● Estratto del documento
In un tempo come questo, carico di laceranti tensioni ma  bisognoso di ancorare il futuro a una speranza solida, risuona di grande attualità l’ultima parte del capitolo iv della «Evangelii gaudium» dedicata al «dialogo sociale come contributo alla pace». Si tratta, scrive Papa Francesco, di «un servizio» che la Chiesa compie «in favore del pieno sviluppo dell’essere umano» e del «bene comune», privilegiando in particolare tre “interlocutori”: gli Stati, la società e  gli altri credenti (238).  

Nel dialogo con i primi due soggetti essa è cosciente di non disporre «di soluzioni per tutte le questioni particolari»; tuttavia non si sottrae al confronto e «propone sempre con chiarezza i valori fondamentali dell’esistenza umana, per trasmettere convinzioni che poi possano tradursi in azioni politiche» (241). In questo ambito, un apporto significativo alla costruzione della pace è offerto anche dal dialogo con la scienza, intrapreso con la consapevolezza che «la fede non ha paura della ragione»: anzi, «la cerca e ha fiducia in essa», perché sa che entrambe — fede e ragione — «provengono da Dio e non possono contraddirsi tra loro» (242).

Il terzo ambito indicato nel capitolo, quello del dialogo con gli altri credenti, offre al Pontefice anzitutto l’occasione per rilanciare «l’impegno ecumenico»  — che «risponde alla preghiera del Signore Gesù:  “tutti siano una sola cosa”» (244) — e per rimarcare «la gravità» dello «scandalo dei cristiani divisi» (246) soprattutto in quelle terre di missione dove «la ricerca di percorsi di unità diventa urgente». Uno «sguardo molto speciale» il Papa rivolge poi al popolo ebreo, la cui fede va considerata «la radice sacra» dell’identità cristiana (247). Infine dedica parole accorate alla necessità di intensificare il dialogo interreligioso, definito «una condizione necessaria per la pace nel mondo» e dunque «un dovere per i cristiani» (250).

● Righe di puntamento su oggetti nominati
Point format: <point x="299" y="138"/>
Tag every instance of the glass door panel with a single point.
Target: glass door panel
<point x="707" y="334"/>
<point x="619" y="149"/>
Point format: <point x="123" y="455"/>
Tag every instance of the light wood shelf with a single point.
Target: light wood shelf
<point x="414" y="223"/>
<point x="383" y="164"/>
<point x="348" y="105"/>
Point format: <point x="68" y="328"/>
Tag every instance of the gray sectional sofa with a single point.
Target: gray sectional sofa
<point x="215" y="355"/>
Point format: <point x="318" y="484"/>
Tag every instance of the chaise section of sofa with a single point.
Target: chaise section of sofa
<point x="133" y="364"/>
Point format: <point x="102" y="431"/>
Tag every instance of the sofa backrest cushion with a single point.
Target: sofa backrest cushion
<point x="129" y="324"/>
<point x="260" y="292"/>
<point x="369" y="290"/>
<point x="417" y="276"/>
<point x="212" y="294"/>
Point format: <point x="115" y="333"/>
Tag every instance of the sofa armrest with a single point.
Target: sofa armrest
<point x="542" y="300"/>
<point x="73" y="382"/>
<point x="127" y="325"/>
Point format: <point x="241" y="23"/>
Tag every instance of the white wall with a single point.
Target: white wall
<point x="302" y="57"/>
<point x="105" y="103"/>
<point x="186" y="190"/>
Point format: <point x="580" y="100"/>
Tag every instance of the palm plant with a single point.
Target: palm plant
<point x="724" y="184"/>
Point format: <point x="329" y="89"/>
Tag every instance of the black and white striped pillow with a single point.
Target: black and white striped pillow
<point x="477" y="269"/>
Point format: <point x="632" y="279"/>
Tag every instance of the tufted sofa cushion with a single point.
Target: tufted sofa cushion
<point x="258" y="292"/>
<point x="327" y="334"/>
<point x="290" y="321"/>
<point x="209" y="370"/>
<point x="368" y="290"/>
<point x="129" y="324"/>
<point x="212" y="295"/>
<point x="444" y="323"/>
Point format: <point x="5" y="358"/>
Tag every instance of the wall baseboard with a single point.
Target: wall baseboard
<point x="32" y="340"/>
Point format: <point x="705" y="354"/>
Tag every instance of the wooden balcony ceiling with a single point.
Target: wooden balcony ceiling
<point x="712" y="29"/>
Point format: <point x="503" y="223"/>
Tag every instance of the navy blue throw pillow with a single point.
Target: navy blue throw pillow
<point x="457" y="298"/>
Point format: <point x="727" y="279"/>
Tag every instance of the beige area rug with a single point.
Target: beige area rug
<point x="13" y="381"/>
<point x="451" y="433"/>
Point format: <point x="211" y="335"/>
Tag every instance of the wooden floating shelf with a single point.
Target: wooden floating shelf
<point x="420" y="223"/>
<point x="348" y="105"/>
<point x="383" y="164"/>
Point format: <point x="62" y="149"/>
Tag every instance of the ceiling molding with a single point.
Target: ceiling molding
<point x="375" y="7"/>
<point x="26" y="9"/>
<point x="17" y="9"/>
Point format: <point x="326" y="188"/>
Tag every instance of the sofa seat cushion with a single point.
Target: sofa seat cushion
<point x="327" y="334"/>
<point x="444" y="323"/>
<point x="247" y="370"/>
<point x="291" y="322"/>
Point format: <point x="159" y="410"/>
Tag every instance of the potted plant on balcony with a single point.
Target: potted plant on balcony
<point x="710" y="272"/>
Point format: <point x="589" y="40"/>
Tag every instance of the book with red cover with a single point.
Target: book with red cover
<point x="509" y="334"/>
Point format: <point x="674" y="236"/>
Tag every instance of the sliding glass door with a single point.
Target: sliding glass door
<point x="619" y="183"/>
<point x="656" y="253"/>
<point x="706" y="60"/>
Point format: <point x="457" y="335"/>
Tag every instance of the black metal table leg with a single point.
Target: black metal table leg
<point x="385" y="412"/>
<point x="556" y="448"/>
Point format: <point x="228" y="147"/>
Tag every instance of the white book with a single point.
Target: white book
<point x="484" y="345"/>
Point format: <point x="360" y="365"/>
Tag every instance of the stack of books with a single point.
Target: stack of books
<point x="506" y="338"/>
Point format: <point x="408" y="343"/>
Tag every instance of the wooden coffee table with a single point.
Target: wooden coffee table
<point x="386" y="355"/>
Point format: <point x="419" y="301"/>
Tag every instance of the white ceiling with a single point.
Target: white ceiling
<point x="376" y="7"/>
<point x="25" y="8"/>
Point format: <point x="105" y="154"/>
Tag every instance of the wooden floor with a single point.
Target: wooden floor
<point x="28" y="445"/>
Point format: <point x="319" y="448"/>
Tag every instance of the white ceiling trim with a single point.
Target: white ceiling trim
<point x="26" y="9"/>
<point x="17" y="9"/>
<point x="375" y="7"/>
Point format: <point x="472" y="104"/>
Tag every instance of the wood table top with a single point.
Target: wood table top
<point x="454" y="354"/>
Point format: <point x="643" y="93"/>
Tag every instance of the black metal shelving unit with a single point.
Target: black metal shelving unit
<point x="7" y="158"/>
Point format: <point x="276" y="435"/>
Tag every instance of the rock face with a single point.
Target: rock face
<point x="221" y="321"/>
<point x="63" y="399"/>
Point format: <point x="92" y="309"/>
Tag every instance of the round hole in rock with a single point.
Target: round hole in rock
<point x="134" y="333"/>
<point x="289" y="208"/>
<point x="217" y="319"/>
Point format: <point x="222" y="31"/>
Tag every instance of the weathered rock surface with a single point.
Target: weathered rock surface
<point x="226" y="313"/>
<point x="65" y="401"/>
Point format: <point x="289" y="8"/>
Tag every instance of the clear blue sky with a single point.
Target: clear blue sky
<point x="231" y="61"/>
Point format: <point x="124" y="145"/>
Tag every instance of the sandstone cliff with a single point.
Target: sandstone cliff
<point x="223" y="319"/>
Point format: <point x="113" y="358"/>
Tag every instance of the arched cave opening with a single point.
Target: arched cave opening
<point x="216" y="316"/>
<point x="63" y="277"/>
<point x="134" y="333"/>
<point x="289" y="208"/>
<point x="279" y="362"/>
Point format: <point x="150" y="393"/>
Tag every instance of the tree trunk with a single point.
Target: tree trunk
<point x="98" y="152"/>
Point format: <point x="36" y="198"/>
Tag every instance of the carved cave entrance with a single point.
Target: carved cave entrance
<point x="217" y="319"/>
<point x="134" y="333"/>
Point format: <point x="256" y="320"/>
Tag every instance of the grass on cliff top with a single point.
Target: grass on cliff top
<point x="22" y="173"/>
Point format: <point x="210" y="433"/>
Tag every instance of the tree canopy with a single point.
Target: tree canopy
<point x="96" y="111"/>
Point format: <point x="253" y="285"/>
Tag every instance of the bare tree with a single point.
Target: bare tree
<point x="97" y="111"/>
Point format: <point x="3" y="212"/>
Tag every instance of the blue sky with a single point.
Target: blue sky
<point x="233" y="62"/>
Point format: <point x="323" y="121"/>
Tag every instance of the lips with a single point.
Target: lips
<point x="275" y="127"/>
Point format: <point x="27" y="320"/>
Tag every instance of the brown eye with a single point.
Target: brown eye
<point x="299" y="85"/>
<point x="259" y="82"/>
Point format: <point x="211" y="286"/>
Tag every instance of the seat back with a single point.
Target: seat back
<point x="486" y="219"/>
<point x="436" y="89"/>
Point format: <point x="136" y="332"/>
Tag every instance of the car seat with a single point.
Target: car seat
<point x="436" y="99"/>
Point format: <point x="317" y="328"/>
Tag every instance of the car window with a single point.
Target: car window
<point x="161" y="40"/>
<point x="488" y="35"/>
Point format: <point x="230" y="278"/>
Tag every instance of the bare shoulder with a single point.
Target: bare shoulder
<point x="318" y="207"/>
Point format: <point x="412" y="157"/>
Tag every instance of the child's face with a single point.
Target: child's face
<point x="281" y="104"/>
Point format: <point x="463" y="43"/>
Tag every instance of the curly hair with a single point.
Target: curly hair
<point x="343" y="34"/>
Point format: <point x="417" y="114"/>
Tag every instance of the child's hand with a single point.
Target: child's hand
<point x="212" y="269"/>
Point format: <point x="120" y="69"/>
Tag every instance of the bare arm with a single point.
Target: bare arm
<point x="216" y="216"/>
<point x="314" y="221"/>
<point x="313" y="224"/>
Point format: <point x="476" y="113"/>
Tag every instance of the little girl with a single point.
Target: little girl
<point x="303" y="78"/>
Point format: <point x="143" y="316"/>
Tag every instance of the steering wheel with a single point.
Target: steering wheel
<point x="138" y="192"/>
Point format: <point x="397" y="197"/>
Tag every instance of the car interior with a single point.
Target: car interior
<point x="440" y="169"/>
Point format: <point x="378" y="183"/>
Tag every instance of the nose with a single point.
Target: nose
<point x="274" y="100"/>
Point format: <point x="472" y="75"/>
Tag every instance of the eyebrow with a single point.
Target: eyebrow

● Compiti ed esercizi
a – Traduci in inglese questa frase del testo sul dialogo sociale nella «Evangelii gaudium»: «Uno «sguardo molto speciale» il Papa rivolge poi al popolo ebreo, la cui fede va considerata «la radice sacra» dell’identità cristiana (247).»
b – Prosegui il testo sul dialogo sociale nella «Evangelii gaudium», ripartendo dopo la sua ultima frase.
Le righe non hanno alcun ruolo in questo lavoro.

● Risposte ai compiti
a – The Pope then turns a “very special gaze” toward the Jewish people, whose faith is to be regarded as “the sacred root” of Christian identity (247).

b –
Lungi dall’opporsi fra loro, dialogo e annuncio vanno di pari passo: non serve infatti «un’apertura diplomatica che dice sì a tutto per evitare i problemi», perché questo — avverte Francesco — «sarebbe un modo di ingannare l’altro». Occorre invece «mantenersi fermi nelle proprie convinzioni più profonde, con un’identità chiara e gioiosa, ma aperti a comprendere quelle dell’altro» (251). Questo vale, in particolare, nel dialogo con l’islam, che «in quest’epoca acquista una notevole importanza» (252) e che il Pontefice mette in relazione con due grandi “sfide” : l’attenzione agli immigrati, che «noi cristiani dovremmo accogliere con affetto e rispetto» (253), e la libertà religiosa, che resta «un diritto umano fondamentale» (255) da assicurare e garantire in ogni Paese.

238. L’evangelizzazione implica anche un cammino di dialogo. Per la Chiesa, in questo tempo ci sono in modo particolare tre ambiti di dialogo nei quali deve essere presente, per adempiere un servizio in favore del pieno sviluppo dell’essere umano e perseguire il bene comune: il dialogo con gli Stati, con la società — che comprende il dialogo con le culture e le scienze — e quello con altri credenti che non fanno parte della Chiesa cattolica. In tutti i casi «la Chiesa parla a partire da quella luce che le offre la fede», [Benedetto xvi, Discorso alla Curia Romana (21 dicembre 2012): aas 105 (2006), 51] apporta la sua esperienza di duemila anni e conserva sempre nella memoria le vite e le sofferenze degli esseri umani. Questo va aldilà della ragione umana, ma ha anche un significato che può arricchire quelli che non credono e invita la ragione ad ampliare le sue prospettive. (...)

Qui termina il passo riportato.